**WRITTEN PROBLEM 1:**
Name every person mentioned in the passage on Obama's approach to Putin that follows.

**ARTICLE:**
Obama’s strange approach to Putin since 2009 apparently has run something like the following. Putin surely was understandably angry with the U. S. under the cowboy imperialist George W. Bush, according to the logic of the “reset.” After all, Obama by 2009 was criticizing Bush more than he was Putin for the supposed ills of the world. But Barack Obama was not quite an American nationalist who sought to advance U. S. interests.
Instead, he posed as a new sort of soft-power moralistic politician — not seen since Jimmy Carter — far more interested in rectifying the supposed damage rather than the continuing good that his country has done. If Putin by 2008 was angry at Bush for his belated pushback over Georgia, at least he was not as miffed at Bush as Obama himself was.
Reset-button policy then started with the implicit agreement that Russia and the Obama administration both had legitimate grievances against a prior U. S. president — a bizarre experience for even an old hand like Putin. (Putin probably thought that the occupation and reconstruction of Iraq were a disaster not on ethical or even strategic grounds but because the U. S. had purportedly let the country devolve into something like what Chechnya was before Putin’s iron grip.)
In theory, Obama would captivate Putin with his nontraditional background and soaring rhetoric, the same way he had charmed urban progressive elites at home and Western European socialists abroad. One or two more Cairo speeches would assure Putin that a new America was more interested in confessing its past sins to the Islamic world than confronting its terrorism. And Obama would continue to show his bona fides by cancelling out Bush initiatives such as missile defense in Eastern Europe, muting criticism of Russian territorial expansionism, and tabling the updating and expansion of the American nuclear arsenal. All the while, Obama would serve occasional verbal cocktails for Putin’s delight — such as the hot-mic promise to be even “more flexible” after his 2012 reelection, the invitation of Russia into the Middle East to get the Obama administration off the hook from enforcing red lines over Syrian WMD use, and the theatrical scorn for Mitt Romney’s supposedly ossified Cold War–era worries about Russian aggression.

**WRITTEN PROBLEM 2:**
Count the lines in the entries below that contain the string "highway", matching case exactly, and give only the number.

**DATASET:**
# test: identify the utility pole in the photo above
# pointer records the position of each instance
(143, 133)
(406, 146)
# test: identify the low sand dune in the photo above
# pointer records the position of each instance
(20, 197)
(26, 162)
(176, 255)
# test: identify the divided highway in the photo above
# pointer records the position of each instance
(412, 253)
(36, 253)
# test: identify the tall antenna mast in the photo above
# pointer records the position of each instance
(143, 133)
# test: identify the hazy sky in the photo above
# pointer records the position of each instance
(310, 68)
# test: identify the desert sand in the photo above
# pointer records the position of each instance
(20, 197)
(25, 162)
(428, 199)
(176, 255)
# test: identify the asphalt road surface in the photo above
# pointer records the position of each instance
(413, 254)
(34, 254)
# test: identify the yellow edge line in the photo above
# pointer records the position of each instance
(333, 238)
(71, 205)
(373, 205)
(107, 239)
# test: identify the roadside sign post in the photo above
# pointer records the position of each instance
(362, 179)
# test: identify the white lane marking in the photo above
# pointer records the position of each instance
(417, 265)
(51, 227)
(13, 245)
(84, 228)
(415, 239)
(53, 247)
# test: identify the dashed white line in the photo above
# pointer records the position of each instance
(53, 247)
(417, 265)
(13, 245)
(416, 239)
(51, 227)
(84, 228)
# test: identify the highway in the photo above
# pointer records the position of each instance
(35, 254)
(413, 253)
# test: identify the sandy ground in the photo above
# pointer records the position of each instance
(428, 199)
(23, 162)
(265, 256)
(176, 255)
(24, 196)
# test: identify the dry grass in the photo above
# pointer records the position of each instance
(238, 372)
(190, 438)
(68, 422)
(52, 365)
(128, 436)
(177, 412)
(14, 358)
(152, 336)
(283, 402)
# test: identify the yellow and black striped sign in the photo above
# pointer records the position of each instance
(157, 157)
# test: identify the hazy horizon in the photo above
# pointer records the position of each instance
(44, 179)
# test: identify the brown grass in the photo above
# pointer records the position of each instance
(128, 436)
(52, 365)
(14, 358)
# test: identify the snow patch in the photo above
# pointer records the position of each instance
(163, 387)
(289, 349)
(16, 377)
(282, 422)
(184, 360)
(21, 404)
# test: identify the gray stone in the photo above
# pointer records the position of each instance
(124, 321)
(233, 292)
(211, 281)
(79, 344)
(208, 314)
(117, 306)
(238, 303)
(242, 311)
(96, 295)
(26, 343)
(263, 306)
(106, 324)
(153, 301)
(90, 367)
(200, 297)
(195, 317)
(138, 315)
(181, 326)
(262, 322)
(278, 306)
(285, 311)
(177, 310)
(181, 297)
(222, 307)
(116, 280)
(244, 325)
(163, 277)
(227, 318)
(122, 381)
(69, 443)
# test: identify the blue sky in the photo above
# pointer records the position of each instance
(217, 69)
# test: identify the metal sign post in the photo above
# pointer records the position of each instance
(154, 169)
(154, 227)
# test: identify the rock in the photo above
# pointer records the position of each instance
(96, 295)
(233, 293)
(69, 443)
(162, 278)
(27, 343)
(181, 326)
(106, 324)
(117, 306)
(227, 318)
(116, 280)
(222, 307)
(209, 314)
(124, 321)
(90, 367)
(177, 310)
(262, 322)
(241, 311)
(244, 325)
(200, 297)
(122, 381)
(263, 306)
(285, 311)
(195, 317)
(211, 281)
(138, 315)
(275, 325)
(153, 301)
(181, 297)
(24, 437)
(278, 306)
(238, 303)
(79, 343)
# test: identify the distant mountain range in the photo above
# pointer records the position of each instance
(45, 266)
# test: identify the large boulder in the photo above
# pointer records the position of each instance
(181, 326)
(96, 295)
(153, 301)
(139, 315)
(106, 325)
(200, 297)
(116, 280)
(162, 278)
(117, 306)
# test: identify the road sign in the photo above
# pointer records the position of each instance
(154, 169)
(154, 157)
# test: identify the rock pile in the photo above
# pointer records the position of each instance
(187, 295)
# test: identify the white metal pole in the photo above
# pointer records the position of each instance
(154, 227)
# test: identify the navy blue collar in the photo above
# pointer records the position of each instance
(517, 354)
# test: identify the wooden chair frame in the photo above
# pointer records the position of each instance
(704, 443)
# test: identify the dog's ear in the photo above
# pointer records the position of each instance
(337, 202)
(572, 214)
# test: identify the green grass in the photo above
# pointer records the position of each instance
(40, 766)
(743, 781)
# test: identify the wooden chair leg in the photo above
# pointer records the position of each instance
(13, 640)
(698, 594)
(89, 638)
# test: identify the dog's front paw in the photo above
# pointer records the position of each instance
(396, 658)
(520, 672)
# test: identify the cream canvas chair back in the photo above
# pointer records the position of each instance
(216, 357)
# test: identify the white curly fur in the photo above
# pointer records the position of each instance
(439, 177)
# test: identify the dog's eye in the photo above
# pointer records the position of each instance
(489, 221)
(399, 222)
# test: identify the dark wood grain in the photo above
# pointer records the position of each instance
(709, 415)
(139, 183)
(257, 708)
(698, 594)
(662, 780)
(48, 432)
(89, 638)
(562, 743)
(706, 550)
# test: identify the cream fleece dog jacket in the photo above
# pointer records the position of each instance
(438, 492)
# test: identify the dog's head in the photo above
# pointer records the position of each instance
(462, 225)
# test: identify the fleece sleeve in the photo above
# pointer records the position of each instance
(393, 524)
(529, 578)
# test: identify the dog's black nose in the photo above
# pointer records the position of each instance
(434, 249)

**EXPECTED OUTPUT 1:**
Barack Obama, Vladimir Putin (called only "Putin"), George W. Bush, Jimmy Carter, Mitt Romney

**EXPECTED OUTPUT 2:**
2